## PROBLEM REQUIREMENTS:
The required output is the exact run of lines below that opens at the line with "Target: woman in mustard yellow jacket" and closes at the line with "Target: woman's eyeglasses".

--- DATA IN THIS EXERCISE ---

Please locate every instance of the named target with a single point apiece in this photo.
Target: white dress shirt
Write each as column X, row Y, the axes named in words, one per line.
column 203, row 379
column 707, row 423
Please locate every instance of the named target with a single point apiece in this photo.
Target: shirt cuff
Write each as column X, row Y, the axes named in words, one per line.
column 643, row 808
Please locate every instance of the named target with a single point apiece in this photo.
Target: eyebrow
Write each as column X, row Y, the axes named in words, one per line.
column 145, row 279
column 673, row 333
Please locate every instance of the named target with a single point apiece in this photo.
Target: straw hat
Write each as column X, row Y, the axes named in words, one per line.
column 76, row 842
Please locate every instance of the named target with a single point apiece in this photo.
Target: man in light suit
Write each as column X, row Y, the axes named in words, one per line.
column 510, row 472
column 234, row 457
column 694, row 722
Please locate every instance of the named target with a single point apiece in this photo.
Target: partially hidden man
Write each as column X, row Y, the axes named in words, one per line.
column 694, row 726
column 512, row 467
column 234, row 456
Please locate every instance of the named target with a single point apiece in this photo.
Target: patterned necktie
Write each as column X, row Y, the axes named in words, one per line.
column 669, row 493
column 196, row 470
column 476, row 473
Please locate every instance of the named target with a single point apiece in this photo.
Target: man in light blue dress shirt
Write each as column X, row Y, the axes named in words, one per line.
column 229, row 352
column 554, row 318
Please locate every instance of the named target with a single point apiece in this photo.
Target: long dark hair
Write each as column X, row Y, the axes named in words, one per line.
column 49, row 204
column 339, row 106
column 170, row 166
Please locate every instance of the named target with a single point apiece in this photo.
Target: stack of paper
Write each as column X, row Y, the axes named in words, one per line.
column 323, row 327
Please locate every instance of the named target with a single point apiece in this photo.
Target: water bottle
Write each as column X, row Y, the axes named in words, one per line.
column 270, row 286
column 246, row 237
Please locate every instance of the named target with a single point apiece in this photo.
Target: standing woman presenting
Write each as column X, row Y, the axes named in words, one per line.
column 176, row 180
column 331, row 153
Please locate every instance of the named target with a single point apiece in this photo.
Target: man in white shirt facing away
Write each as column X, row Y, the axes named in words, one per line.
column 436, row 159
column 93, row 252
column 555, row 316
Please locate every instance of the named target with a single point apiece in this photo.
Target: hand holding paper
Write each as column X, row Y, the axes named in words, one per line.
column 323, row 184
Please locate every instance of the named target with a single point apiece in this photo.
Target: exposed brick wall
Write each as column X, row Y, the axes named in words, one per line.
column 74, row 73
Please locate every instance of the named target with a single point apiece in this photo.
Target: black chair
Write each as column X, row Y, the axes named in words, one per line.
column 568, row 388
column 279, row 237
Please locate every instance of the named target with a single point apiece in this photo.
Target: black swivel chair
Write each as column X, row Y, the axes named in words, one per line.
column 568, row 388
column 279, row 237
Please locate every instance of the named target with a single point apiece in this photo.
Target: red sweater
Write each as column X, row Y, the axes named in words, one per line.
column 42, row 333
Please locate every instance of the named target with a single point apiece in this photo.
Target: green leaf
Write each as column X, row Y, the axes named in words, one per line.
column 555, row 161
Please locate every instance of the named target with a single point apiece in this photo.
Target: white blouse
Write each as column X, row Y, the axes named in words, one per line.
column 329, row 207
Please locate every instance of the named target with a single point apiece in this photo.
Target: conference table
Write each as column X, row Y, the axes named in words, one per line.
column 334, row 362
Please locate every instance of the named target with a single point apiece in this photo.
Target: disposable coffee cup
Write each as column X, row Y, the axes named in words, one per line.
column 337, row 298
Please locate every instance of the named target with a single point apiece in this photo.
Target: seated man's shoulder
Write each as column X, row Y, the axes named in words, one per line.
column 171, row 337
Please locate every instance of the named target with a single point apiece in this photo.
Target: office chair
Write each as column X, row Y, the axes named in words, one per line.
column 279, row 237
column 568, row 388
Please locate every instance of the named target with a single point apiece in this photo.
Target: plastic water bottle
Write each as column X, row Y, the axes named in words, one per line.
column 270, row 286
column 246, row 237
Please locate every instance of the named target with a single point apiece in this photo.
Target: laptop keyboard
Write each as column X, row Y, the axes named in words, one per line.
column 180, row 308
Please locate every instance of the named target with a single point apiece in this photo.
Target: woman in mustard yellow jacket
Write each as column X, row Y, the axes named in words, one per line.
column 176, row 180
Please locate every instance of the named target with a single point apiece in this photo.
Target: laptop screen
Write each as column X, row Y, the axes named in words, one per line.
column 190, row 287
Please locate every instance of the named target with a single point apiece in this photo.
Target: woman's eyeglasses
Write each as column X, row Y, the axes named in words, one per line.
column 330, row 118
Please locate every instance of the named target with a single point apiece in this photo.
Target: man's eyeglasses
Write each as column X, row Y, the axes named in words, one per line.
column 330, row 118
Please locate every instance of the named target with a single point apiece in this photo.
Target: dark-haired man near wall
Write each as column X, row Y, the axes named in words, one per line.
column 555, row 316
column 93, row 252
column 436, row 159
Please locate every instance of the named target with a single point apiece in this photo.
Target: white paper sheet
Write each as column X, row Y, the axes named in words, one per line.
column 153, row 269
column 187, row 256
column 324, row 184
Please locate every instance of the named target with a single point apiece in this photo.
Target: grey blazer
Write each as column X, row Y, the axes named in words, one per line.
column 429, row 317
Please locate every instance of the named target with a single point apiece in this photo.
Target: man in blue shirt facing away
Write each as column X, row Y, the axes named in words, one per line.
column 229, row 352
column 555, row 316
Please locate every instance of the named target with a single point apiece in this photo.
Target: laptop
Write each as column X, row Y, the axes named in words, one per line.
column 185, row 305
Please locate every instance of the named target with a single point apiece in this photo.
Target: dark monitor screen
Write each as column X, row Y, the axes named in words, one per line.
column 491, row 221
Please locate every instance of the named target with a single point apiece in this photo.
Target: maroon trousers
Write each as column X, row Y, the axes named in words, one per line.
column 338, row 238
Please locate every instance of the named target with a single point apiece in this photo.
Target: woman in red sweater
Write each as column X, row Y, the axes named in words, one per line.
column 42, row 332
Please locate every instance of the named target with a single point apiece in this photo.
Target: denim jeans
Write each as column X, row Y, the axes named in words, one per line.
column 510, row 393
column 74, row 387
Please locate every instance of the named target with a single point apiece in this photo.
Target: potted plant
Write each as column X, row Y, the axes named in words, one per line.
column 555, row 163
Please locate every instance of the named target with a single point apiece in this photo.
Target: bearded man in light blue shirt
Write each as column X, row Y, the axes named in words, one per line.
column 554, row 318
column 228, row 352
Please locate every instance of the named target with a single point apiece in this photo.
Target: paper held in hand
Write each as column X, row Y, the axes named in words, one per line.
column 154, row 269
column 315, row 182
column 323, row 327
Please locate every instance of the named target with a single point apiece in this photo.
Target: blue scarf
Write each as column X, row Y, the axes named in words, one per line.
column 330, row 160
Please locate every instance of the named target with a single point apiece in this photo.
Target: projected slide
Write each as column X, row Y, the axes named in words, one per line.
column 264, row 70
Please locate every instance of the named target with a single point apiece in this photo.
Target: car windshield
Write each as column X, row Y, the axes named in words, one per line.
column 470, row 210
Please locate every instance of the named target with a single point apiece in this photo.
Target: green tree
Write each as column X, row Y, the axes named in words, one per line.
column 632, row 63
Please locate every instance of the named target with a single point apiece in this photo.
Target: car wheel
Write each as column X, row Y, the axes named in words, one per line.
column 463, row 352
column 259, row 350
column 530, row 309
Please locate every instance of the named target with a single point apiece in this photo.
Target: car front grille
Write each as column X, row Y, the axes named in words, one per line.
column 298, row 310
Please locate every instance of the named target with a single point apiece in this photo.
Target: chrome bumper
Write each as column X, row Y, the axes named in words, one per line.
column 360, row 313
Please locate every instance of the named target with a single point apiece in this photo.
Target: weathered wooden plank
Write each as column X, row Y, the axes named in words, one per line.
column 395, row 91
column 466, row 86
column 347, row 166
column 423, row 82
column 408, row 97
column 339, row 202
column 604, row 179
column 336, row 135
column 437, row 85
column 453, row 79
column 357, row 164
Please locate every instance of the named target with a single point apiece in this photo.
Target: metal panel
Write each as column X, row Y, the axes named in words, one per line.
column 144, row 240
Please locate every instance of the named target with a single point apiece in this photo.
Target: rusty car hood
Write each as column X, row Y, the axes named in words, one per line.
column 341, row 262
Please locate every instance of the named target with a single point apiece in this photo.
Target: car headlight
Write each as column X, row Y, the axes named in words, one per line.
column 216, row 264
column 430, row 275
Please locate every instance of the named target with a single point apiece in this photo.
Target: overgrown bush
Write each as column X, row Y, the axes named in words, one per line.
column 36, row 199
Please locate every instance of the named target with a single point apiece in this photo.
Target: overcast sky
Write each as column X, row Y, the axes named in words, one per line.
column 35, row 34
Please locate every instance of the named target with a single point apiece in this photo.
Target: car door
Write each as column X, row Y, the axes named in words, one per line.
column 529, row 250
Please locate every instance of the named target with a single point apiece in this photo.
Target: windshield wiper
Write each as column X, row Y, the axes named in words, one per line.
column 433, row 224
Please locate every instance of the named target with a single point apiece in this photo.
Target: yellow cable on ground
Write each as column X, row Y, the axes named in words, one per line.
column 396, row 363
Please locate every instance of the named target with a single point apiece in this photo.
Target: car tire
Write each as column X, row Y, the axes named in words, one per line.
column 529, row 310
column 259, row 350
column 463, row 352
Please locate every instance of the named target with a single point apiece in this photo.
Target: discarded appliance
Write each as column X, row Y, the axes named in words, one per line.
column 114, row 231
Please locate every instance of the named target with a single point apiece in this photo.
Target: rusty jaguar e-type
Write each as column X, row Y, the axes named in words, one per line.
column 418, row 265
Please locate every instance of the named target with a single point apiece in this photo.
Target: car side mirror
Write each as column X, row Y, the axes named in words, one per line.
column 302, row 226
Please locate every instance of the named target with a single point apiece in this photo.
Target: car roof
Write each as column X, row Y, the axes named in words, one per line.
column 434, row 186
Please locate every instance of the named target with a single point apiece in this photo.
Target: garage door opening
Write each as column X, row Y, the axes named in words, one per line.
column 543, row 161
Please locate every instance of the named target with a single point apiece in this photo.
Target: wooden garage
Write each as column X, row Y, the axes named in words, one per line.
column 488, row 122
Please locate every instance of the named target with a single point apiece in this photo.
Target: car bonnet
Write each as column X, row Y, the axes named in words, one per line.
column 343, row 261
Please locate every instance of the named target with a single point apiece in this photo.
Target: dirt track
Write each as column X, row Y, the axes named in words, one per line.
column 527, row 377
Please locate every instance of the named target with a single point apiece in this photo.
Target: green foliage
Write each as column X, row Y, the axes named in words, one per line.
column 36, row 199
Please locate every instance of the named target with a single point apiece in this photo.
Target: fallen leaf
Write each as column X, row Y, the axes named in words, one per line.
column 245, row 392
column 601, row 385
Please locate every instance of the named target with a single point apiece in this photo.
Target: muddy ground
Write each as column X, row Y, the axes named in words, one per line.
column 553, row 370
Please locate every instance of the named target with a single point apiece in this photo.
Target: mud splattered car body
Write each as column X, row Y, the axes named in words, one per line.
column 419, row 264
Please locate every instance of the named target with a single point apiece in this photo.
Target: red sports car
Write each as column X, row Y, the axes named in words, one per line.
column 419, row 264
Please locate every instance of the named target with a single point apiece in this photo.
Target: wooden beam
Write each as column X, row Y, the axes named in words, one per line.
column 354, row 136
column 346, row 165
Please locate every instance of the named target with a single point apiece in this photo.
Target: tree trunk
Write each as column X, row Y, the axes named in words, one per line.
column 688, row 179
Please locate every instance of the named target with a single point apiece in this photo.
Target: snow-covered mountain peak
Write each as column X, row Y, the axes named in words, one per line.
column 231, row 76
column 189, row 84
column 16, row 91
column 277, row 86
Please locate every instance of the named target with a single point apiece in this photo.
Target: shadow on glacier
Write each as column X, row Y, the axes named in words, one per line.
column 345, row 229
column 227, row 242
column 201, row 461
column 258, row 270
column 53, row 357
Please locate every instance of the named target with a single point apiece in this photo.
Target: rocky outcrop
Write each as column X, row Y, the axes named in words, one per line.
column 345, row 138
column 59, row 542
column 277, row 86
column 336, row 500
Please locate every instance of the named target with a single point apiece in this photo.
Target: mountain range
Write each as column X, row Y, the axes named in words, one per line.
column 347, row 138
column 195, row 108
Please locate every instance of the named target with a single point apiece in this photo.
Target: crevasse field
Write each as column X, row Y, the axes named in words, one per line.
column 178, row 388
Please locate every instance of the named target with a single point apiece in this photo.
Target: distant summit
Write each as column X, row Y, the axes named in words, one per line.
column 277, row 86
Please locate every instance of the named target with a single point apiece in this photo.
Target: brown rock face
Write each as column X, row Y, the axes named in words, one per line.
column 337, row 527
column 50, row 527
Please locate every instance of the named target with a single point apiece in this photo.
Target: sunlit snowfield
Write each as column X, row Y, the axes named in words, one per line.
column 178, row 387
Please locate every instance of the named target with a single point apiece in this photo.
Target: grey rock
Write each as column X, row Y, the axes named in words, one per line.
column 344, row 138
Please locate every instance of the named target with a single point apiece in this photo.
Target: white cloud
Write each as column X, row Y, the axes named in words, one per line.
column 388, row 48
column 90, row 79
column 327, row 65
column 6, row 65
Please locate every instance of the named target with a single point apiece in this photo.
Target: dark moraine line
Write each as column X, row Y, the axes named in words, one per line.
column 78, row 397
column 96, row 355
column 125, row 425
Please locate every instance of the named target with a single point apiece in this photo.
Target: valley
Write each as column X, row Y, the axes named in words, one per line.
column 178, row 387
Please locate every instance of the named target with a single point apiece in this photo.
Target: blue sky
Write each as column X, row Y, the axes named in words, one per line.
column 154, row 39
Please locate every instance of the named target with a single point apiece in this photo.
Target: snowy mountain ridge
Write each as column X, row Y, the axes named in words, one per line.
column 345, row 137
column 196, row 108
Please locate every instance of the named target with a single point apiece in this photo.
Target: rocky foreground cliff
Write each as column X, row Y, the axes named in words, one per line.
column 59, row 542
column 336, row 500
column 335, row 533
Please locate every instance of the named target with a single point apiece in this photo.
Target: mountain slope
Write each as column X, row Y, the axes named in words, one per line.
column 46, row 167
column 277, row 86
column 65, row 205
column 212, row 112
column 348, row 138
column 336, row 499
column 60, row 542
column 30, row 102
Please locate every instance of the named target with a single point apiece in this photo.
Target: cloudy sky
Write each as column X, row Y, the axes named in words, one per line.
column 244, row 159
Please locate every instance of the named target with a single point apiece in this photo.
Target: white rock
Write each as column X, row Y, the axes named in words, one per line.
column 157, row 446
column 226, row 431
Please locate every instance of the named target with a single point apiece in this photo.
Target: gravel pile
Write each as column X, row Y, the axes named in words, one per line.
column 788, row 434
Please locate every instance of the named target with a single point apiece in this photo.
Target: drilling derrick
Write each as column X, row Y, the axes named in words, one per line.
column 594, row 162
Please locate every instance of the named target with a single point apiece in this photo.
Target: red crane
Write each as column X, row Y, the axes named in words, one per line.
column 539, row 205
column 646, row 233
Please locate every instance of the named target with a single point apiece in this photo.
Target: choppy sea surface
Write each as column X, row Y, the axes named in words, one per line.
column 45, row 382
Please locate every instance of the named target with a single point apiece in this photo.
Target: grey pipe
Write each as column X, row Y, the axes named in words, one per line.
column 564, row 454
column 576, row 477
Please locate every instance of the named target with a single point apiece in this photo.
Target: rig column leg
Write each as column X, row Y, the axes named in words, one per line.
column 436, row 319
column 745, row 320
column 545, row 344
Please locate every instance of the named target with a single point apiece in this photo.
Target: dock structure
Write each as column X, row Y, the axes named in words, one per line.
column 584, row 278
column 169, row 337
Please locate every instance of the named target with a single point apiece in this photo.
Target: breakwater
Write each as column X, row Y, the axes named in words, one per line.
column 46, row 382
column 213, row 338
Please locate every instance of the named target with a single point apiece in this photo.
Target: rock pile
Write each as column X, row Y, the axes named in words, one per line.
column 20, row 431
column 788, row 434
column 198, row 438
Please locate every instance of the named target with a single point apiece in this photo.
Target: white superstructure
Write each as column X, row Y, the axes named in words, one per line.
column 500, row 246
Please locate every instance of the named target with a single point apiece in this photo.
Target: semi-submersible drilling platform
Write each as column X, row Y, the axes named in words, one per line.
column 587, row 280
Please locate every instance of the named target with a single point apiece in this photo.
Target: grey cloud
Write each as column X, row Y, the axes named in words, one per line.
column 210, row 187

---

## REPLY:
Target: woman in mustard yellow jacket
Write each as column X, row Y, the axes named in words, one per line.
column 176, row 180
Please locate every instance of the named target with a single point apiece in this photo.
Target: laptop screen
Write each as column X, row Y, the axes named in words, one per line.
column 190, row 287
Please locate every instance of the named target with a single point apiece in this photo.
Target: woman's eyeglasses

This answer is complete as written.